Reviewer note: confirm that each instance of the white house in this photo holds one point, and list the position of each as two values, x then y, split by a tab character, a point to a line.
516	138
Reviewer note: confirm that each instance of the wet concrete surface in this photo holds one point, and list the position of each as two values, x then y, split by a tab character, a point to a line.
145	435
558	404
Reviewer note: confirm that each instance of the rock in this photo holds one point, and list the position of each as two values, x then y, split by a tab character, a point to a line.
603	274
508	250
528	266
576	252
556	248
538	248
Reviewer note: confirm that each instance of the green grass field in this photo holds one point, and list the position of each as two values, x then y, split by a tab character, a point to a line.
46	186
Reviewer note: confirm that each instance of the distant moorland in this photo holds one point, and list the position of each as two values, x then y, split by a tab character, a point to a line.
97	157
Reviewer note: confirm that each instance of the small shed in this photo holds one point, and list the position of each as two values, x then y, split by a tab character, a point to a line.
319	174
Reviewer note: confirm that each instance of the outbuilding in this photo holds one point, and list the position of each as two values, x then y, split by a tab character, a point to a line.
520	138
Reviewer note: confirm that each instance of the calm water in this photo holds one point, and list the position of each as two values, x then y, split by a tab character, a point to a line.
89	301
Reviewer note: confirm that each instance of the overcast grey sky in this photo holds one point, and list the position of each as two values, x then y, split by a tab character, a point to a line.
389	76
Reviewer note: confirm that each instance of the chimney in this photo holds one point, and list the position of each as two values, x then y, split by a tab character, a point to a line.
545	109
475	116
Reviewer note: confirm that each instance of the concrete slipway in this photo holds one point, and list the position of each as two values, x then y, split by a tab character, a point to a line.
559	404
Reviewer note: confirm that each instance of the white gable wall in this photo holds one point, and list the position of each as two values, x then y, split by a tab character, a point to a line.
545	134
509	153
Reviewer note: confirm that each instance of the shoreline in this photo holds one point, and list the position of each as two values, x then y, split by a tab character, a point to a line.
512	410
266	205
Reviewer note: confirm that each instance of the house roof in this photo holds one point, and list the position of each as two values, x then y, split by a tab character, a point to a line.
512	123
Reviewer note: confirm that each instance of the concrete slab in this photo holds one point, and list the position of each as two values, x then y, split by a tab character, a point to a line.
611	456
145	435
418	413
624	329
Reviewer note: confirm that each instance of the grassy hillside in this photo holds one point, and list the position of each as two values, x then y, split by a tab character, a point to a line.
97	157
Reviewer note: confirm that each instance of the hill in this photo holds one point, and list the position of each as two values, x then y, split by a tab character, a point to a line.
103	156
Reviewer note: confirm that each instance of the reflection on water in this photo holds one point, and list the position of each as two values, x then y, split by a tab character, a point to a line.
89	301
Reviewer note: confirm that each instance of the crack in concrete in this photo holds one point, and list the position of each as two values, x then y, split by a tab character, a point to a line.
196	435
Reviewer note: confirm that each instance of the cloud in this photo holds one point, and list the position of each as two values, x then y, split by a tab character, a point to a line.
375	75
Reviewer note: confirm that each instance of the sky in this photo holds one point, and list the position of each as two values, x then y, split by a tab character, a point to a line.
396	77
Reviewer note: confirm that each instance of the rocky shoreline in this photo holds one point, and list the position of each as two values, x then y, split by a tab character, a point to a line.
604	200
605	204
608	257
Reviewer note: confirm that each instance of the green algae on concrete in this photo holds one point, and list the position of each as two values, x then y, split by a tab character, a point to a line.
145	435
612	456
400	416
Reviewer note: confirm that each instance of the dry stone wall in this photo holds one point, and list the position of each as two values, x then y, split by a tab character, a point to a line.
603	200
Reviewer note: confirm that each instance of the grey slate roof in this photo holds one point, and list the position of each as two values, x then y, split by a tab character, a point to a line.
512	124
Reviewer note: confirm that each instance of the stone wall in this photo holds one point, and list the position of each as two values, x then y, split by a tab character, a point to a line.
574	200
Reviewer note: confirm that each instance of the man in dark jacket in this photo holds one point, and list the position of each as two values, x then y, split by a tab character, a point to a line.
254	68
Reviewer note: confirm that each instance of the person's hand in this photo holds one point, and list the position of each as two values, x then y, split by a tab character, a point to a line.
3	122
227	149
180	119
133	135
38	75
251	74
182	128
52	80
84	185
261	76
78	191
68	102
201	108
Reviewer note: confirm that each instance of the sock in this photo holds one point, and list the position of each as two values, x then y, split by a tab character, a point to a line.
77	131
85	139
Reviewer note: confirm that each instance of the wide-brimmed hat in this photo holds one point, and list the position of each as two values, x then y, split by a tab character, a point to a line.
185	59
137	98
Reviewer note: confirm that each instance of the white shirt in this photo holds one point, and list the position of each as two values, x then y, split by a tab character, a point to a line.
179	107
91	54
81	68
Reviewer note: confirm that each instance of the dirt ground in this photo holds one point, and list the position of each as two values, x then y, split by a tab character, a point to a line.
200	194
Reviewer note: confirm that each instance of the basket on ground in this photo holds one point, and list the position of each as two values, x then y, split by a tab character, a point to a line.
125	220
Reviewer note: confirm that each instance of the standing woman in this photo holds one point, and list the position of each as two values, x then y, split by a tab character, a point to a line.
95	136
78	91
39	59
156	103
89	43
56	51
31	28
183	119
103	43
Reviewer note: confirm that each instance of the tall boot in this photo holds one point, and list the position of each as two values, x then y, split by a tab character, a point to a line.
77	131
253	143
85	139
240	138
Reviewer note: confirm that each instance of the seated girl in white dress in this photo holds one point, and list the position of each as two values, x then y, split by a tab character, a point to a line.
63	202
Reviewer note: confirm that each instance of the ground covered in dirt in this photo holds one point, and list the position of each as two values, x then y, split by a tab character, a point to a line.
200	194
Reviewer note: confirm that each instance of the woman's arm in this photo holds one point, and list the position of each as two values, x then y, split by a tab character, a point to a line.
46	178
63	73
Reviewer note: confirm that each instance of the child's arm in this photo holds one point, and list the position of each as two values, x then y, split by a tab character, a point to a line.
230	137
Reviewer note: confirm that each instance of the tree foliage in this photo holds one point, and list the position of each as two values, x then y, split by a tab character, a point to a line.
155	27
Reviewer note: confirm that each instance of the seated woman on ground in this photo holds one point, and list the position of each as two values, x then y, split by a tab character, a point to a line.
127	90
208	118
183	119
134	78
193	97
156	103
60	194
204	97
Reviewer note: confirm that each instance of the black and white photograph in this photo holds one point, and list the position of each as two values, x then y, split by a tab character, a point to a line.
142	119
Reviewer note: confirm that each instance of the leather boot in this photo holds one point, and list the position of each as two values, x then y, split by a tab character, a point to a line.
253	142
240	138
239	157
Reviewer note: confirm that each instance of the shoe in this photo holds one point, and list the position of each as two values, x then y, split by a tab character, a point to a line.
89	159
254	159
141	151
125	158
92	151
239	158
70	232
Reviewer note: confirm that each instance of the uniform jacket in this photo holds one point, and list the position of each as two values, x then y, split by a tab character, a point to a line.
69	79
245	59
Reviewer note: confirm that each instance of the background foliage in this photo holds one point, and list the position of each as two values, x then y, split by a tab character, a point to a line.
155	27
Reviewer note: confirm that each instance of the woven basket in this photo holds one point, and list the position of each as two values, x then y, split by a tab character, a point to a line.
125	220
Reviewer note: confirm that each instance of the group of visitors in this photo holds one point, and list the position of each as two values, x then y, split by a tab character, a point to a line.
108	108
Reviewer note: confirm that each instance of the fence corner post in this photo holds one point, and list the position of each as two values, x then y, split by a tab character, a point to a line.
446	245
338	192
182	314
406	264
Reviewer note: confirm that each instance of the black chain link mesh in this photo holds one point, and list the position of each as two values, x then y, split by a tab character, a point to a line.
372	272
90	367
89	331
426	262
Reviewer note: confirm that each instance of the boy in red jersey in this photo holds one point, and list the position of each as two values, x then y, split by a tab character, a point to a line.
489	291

Problem description: Return all the data exactly as given.

Full answer:
Reviewer note: confirm that each instance of the white house in this photo holds one point, and list the position of each as two values, x then y, split by a tab character, a point to a line.
516	138
Reviewer note: confirm that each instance of the wet concrete surface in this photo holds one point, and list the position of each as two values, x then y, split by a tab character, a point to a line.
145	435
558	404
Reviewer note: confirm that each instance of the rock in this photo holds one point, and list the position of each as two values, x then y, split by a tab character, a point to a line.
603	274
508	250
528	266
576	252
556	248
538	248
Reviewer note: confirm that each instance of the green grass field in this photo holds one point, and list the position of each as two values, x then y, split by a tab character, a point to a line.
46	186
Reviewer note: confirm that each instance of the distant moorland in this photo holds one point, and list the position of each as two values, x then y, split by a tab character, a point to a line.
97	157
Reviewer note: confirm that each instance of the small shed in this photo holds one point, and list the position of each as two values, x then y, split by a tab character, a point to a line.
319	174
Reviewer note: confirm that each instance of the outbuilding in this photo holds one point, and list the position of each as two values, x then y, split by a tab character, a point to a line.
520	138
Reviewer note: confirm that each instance of the calm water in this photo holds one point, and list the position of each as two values, x then y, split by a tab character, a point to a line.
89	301
Reviewer note: confirm that each instance of the overcast grey sky in this photo holds one point, and list the position of each as two values, x then y, split by a tab character, a point to a line.
389	76
Reviewer note: confirm that each instance of the chimney in this photo holds one point, and list the position of each as two values, x then y, split by a tab character, a point to a line.
545	109
475	116
Reviewer note: confirm that each instance of the concrete slipway in this photo holds one point, and list the position of each as two values, x then y, split by a tab character, a point to a line.
559	404
Reviewer note: confirm that each instance of the white gable wall in this photo holds one point, and list the position of each as two values, x then y, split by a tab character, a point to a line.
545	134
509	153
Reviewer note: confirm that each instance of the shoreline in this photo holds one point, and list the position of each as two values, x then y, split by a tab character, a point to a line.
512	410
266	205
Reviewer note: confirm that each instance of the house roof in this photo holds one point, and list the position of each as two values, x then y, split by a tab character, a point to a line.
512	123
Reviewer note: confirm that each instance of the concrete slab in this photo holds one point, and list the position of each as two values, x then y, split by a tab character, a point to a line.
611	456
145	435
418	413
624	329
Reviewer note: confirm that each instance of the grassy hillside in this photo holds one point, and list the position of each as two values, x then y, split by a tab character, a point to a line.
97	157
Reviewer note: confirm that each instance of the hill in this photo holds one point, and list the position of each as two values, x then y, split by a tab character, a point to a line.
103	156
Reviewer note: confirm that each instance of the reflection on water in this photo holds one point, and list the position of each as two values, x then y, split by a tab character, a point to a line.
89	301
Reviewer note: confirm that each instance of the crack in concrete in this photo holds one point, and list the position of each as two values, x then y, split by a tab character, a point to a line.
196	435
Reviewer note: confirm that each instance of the cloud in this photo holds one point, and list the position of each as two values, x then y, split by a tab character, a point to a line.
375	75
Reviewer note: confirm that each instance of the sky in this photo holds one point, and list the position of each as two values, x then y, split by a tab character, a point to a line.
396	77
Reviewer note: confirm that each instance of the rocky shoreline in this photo holds one point, and list the position of each as two values, x then y, split by a tab character, a point to a line.
604	200
605	204
608	257
Reviewer note: confirm that each instance of the green algae on concrete in this photo holds one point, and list the position of each as two values, x then y, split by a tab character, a point to a line.
145	435
612	456
400	416
Reviewer note: confirm that each instance of the dry stone wall in this photo holds one point, and list the position of each as two values, x then y, split by a tab character, a point to a line.
603	200
Reviewer note: confirm that each instance of the grey slate roof in this photo holds one point, and list the position of each as two values, x then y, split by a tab character, a point to a line.
512	124
Reviewer note: confirm that each instance of the stone wall in this photo holds one point, and list the position of each as two values, x then y, split by a tab character, a point to a line.
574	200
Reviewer note: confirm that each instance of the man in dark jacket in this photo holds one point, and list the position of each as two values, x then y, split by a tab character, a point to a line.
254	68
Reviewer note: confirm that each instance of the person's hand in this photo holds one point, and list the position of each as two values, x then y, split by a tab character, a point to a line.
3	122
227	149
180	119
133	135
38	75
251	74
182	128
52	80
84	185
261	76
78	191
68	102
201	108
Reviewer note: confirm that each instance of the sock in this photo holds one point, and list the position of each as two values, x then y, split by a tab character, a point to a line.
77	131
85	139
Reviewer note: confirm that each instance of the wide-brimmed hat in this photo holds one point, and list the position of each as two values, x then y, split by a tab character, a point to a line.
185	59
137	98
Reviewer note: confirm that each instance of the white shirt in this photo holds one point, and list the position of each as two values, x then y, split by a tab character, a point to a line.
179	107
91	54
81	68
Reviewer note: confirm that each instance of the dirt ground in this photo holds one point, and list the position of each as two values, x then y, split by a tab character, a point to a line.
200	194
Reviewer note: confirm that each instance of the basket on ground in this photo holds one point, and list the position of each as two values, x then y, split by a tab character, a point to a line.
125	220
Reviewer note: confirm that each instance of the standing woman in this photo holds one point, and list the position of each as two values, x then y, split by a tab character, a point to a line.
95	136
78	91
39	59
156	103
89	43
56	51
31	28
183	119
103	43
Reviewer note: confirm that each instance of the tall boot in this photo holds one point, and list the position of each as two values, x then y, split by a tab character, a point to a line.
77	131
253	143
85	139
240	138
Reviewer note: confirm that each instance of the seated girl in white dress in this photo holds one point, and list the position of each as two values, x then y, split by a tab character, a point to a line.
63	202
Reviewer note: confirm that each instance of the ground covered in dirt in this photo holds one point, and list the position of each as two values, x then y, split by a tab character, a point to a line.
200	194
Reviewer note: confirm that each instance of the woman's arm in this photo holds one point, and list the position of each as two values, x then y, split by a tab character, a point to a line.
46	178
63	73
Reviewer note: confirm that each instance of the child's arm in this photo holds one point, and list the position of each as two values, x then y, split by a tab character, a point to a line.
230	137
Reviewer note: confirm that each instance of the tree foliage in this photo holds one point, and list the position of each as two values, x then y, split by a tab character, a point to a line.
155	27
Reviewer note: confirm that each instance of the seated woman on ground in this photo holds one point, and list the position of each as two values, x then y, split by a tab character, a point to a line.
127	90
208	118
183	119
134	78
193	97
156	103
60	194
204	97
Reviewer note: confirm that each instance of the black and white photograph in this photo holds one point, and list the position of each as two values, x then y, split by a tab character, a point to a line.
142	119
Reviewer note: confirm that each instance of the leather boot in this photo holds one point, and list the position of each as two values, x then y, split by a tab character, a point to a line.
253	142
240	138
239	157
Reviewer note: confirm that each instance of the shoe in this photo holds one point, and list the position of each as two values, x then y, split by a tab character, a point to a line.
89	159
254	159
141	151
125	158
92	151
239	158
70	232
Reviewer note: confirm that each instance of the uniform jacket in this photo holds one point, and list the position of each as two values, x then y, split by a tab character, a point to a line.
69	79
245	59
Reviewer note: confirm that each instance of the background foliage in this photo holds one point, and list the position of each as two values, x then y, split by a tab character, a point to a line.
155	27
Reviewer note: confirm that each instance of the woven basket in this photo holds one point, and list the position of each as two values, x then y, split by a tab character, a point to a line.
125	220
Reviewer note: confirm that each instance of the group of visitors in this photo holds one point, and list the position of each as two values, x then y, split by a tab character, a point to a line.
108	108
Reviewer note: confirm that each instance of the fence corner post in this photo holds one point, and list the position of each as two values, x then y, split by a tab character, a point to a line.
446	245
338	192
182	314
406	264
Reviewer note: confirm that each instance of the black chain link mesh in this photo holds one point, and list the position of each as two values, x then y, split by a tab character, a point to a line.
372	272
90	367
89	331
426	262
Reviewer note: confirm that each instance of the boy in red jersey in this photo holds one point, and list the position of each as two values, x then y, split by a tab character, a point to a line.
489	291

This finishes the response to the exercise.